## Records
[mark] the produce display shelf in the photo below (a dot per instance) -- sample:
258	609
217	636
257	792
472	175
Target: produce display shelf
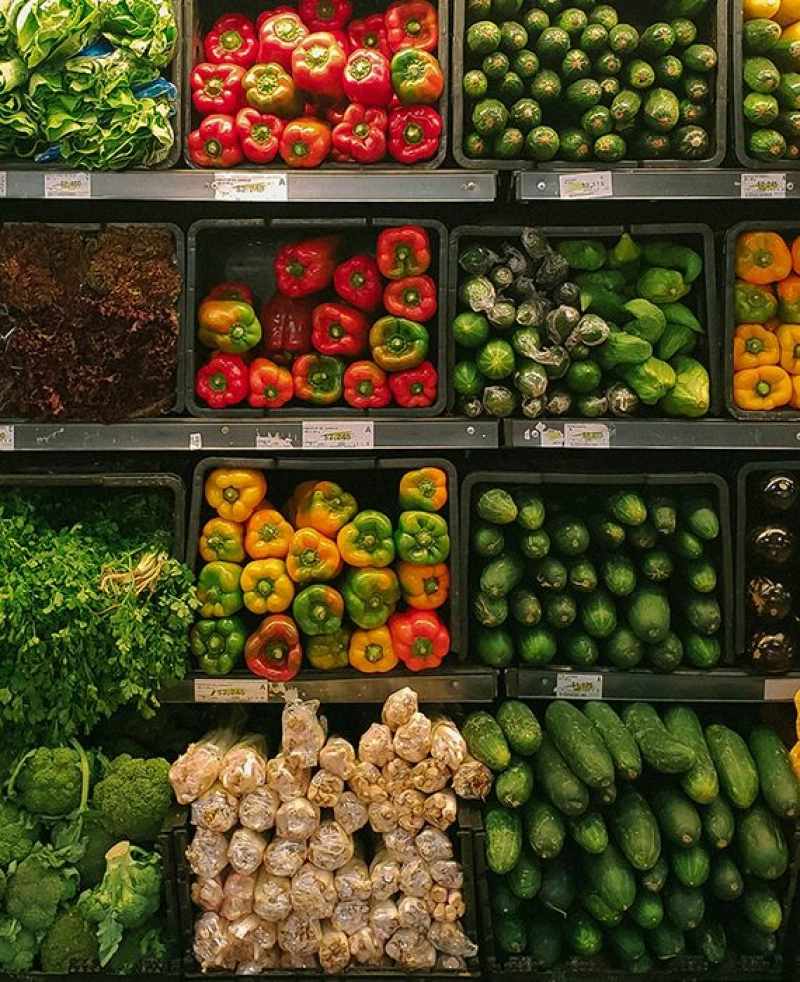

## What this task involves
Rewrite the records above with every "produce display shelf" replaced by "vegetable stand", changing nothing else. Leave the pictures out of your answer.

## Exercise result
[mark] the vegetable stand in the photo below (a dot per instance) -- sample:
258	609
217	636
257	792
472	175
Target: vegetable stand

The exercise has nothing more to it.